_Try it_
With both ends included, repeat exactly the lines of the entries below from the one containing "<point>85,87</point>" down to the one containing "<point>88,23</point>", and no others.

_Source information_
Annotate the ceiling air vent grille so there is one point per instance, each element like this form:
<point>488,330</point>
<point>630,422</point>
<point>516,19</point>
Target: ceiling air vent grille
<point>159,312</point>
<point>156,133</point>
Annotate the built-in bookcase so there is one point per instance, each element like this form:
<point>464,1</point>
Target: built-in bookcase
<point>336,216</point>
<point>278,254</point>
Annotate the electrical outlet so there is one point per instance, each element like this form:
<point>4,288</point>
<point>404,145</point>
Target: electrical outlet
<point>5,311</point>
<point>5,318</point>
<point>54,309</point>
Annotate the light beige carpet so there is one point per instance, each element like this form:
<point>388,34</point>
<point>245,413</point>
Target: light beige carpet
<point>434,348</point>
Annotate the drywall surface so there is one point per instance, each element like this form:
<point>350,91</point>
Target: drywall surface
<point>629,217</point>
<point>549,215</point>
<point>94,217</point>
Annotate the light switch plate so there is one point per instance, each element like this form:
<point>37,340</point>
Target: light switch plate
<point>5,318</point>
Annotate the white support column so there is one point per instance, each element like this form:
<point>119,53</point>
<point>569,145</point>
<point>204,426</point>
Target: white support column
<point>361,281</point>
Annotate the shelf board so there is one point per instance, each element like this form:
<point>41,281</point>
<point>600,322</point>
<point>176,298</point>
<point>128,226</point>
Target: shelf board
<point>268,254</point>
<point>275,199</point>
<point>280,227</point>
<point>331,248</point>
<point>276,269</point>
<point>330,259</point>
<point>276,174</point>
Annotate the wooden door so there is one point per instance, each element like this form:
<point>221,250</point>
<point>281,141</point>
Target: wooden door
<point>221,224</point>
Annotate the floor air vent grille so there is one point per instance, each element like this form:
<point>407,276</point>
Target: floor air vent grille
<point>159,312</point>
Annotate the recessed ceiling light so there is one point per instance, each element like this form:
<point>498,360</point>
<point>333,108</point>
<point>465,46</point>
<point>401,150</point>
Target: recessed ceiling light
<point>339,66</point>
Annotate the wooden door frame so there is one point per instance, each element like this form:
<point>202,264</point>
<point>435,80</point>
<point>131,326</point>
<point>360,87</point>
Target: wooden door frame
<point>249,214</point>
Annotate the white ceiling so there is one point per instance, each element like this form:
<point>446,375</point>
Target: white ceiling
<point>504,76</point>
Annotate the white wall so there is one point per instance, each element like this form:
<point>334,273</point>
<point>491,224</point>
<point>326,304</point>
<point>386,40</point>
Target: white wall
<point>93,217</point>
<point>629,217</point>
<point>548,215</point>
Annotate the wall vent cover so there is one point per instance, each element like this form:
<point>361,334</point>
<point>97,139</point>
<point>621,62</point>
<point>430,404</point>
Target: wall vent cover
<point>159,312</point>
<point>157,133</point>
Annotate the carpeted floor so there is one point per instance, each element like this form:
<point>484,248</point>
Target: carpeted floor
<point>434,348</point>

--

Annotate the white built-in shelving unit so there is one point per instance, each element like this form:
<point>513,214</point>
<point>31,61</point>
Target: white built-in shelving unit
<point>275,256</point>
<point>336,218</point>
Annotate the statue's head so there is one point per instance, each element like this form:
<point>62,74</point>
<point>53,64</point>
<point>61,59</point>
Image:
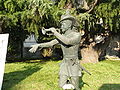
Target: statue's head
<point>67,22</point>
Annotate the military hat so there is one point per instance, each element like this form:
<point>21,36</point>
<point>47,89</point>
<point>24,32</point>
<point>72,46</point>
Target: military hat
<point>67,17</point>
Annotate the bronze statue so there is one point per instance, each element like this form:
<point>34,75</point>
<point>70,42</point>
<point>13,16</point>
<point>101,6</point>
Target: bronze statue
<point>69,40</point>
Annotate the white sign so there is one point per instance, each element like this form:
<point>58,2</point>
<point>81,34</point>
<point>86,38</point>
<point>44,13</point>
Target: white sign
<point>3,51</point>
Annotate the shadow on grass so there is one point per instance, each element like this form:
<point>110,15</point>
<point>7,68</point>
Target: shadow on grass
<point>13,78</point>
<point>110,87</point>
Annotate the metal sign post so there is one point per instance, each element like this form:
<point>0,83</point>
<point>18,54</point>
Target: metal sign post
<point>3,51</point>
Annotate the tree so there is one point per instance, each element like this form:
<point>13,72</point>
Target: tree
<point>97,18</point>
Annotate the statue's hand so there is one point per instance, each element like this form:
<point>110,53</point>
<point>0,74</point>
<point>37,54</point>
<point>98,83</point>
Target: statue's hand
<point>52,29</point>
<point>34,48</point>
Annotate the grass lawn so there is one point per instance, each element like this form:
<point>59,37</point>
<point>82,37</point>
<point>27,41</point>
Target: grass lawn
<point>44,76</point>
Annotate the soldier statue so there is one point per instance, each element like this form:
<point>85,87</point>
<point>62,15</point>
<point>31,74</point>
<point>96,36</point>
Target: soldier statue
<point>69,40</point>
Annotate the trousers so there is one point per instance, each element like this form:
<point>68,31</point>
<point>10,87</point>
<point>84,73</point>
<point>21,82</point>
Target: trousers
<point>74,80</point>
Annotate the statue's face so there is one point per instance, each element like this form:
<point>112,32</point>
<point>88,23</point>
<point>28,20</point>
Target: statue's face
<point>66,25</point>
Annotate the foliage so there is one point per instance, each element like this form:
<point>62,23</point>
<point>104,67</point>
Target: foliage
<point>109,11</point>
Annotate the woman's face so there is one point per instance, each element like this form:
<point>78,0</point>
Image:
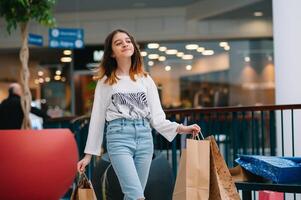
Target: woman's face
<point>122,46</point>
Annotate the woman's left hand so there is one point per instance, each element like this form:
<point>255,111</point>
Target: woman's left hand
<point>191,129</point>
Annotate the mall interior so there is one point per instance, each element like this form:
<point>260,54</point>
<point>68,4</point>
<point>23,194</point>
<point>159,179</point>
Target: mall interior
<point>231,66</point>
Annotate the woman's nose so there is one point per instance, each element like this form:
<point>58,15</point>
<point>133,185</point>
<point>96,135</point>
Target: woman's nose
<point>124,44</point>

==

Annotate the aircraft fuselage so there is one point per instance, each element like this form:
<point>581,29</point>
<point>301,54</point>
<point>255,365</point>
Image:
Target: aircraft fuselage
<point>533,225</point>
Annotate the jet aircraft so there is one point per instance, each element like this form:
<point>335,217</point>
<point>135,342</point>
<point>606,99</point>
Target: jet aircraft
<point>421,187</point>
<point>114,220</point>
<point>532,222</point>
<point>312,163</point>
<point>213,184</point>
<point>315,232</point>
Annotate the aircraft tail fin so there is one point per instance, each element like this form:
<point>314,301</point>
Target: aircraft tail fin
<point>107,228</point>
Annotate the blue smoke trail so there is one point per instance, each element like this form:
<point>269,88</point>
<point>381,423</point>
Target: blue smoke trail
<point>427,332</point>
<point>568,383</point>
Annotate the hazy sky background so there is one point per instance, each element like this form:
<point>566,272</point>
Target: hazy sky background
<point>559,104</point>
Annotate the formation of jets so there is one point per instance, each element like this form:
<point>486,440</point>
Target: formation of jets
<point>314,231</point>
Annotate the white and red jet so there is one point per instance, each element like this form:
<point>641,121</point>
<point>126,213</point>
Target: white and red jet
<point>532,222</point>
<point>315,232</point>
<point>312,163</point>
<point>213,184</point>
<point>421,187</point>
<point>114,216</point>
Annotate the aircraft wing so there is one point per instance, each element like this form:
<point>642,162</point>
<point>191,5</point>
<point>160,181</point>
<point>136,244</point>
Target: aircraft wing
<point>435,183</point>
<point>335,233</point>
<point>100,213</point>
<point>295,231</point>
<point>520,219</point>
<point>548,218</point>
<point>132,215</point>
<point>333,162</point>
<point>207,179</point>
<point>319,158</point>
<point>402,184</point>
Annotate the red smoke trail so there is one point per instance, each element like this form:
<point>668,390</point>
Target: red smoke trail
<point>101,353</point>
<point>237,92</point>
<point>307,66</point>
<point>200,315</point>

_Result for this exercise_
<point>85,87</point>
<point>62,15</point>
<point>31,74</point>
<point>96,36</point>
Target: soldier statue
<point>69,40</point>
Annotate the trousers so there is one point per instance, each element like this form:
<point>68,31</point>
<point>10,87</point>
<point>84,73</point>
<point>21,82</point>
Target: trousers
<point>74,80</point>
Annotate the statue's face so there is one point per instance, each element like this form:
<point>112,32</point>
<point>88,23</point>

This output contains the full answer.